## WORK TASK
The answer should contain all of the data, retyped without any alteration.

## DATA EXTRACTS
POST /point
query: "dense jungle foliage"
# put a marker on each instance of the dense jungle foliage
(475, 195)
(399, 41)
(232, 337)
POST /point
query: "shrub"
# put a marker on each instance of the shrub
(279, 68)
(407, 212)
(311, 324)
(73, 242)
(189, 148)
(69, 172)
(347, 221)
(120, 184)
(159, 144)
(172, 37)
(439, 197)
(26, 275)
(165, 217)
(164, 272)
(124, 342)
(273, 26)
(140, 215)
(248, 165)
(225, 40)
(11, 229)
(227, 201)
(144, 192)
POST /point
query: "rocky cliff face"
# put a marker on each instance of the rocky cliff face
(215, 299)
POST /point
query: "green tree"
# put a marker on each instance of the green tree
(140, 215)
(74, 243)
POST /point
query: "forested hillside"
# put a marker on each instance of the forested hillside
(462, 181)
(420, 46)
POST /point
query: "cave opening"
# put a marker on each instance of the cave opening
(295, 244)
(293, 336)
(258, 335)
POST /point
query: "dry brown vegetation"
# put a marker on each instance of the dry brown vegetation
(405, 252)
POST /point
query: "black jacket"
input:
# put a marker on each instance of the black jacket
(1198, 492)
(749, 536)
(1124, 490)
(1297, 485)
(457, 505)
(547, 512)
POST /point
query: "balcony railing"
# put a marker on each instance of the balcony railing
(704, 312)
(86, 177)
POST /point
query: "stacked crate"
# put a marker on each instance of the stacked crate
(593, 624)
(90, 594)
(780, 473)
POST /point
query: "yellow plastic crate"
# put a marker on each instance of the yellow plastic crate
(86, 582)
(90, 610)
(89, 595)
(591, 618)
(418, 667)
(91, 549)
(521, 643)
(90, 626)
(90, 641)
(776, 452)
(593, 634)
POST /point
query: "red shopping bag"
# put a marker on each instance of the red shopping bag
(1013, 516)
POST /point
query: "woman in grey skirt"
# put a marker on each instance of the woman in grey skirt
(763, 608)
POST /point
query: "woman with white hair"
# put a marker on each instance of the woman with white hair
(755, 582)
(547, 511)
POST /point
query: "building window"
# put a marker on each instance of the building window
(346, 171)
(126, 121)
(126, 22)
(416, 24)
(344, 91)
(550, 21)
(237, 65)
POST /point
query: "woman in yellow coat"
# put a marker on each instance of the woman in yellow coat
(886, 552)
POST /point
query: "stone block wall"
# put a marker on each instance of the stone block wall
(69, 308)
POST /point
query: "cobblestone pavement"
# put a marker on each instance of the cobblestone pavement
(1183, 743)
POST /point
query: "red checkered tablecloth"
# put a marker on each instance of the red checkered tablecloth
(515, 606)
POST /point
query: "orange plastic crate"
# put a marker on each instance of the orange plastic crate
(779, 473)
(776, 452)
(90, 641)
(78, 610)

## ANSWER TO THE PROBLEM
POST /point
query: "dense jungle foliage"
# put a marker on each instance of the dense jungle foliage
(475, 195)
(399, 41)
(232, 337)
POST /point
query: "shrub"
# put a marker on each instance of the shrub
(279, 68)
(407, 212)
(311, 324)
(73, 242)
(189, 148)
(69, 172)
(347, 221)
(120, 184)
(159, 144)
(172, 37)
(439, 197)
(26, 275)
(165, 217)
(164, 272)
(124, 342)
(273, 26)
(140, 215)
(248, 165)
(225, 40)
(11, 229)
(227, 201)
(144, 192)
POST /point
query: "rocky cliff face"
# put a marker on each instance of the rocky cliff face
(215, 299)
POST /point
query: "green tree"
# put a marker on each instance of the green tree
(140, 215)
(74, 243)
POST /point
query: "forested hillside"
# put a marker on each instance of the forested hillside
(462, 181)
(420, 46)
POST /point
query: "cave opening"
# put a marker on each instance of the cave opening
(295, 244)
(293, 336)
(258, 335)
POST /point
query: "dry brown vegetation"
# put a marker on each instance of the dry brown vegetation
(405, 252)
POST /point
query: "black jacket"
input:
# put a marker on each instance of the black jacket
(1198, 492)
(749, 536)
(1124, 490)
(1297, 485)
(457, 505)
(547, 512)
POST /point
query: "balcony railing"
# put a marker on each instance of the balcony railing
(704, 312)
(86, 177)
POST /point
query: "stacked crate"
# put a marker on each instance of the stacked crate
(593, 624)
(90, 594)
(780, 473)
POST /point
query: "yellow plastic crate"
# put a marker on each instance of the yellow plastic crate
(86, 582)
(90, 610)
(89, 595)
(591, 618)
(418, 667)
(91, 549)
(521, 643)
(90, 626)
(90, 641)
(776, 452)
(593, 634)
POST /point
query: "red shopping bag"
# put a marker on each instance of the red shopping bag
(1013, 516)
POST /point
query: "woman in grey skirt"
# put a marker on each instance of the woman in grey skirt
(763, 608)
POST /point
query: "woman with white hair"
# put a marker on each instance of the woman with white hair
(755, 582)
(547, 511)
POST /point
query: "building window"
# put a marker on each instance of the building window
(346, 171)
(126, 121)
(126, 22)
(416, 24)
(344, 91)
(550, 21)
(237, 65)
POST /point
query: "woman in yellow coat"
# put a marker on each instance of the woman in yellow coat
(886, 552)
POST /point
query: "stone block wall"
# put a marker on each instance of the stone block wall
(69, 308)
POST /point
query: "cobblestone pavement"
# put a marker on each instance of the cobblestone pavement
(1183, 743)
POST /point
query: "red checkered tablecloth"
# put a marker on each instance of the red checkered tablecloth
(515, 606)
POST /point
query: "orange plastic crate"
# put a marker on each instance of the orange plastic crate
(779, 473)
(776, 452)
(90, 641)
(78, 610)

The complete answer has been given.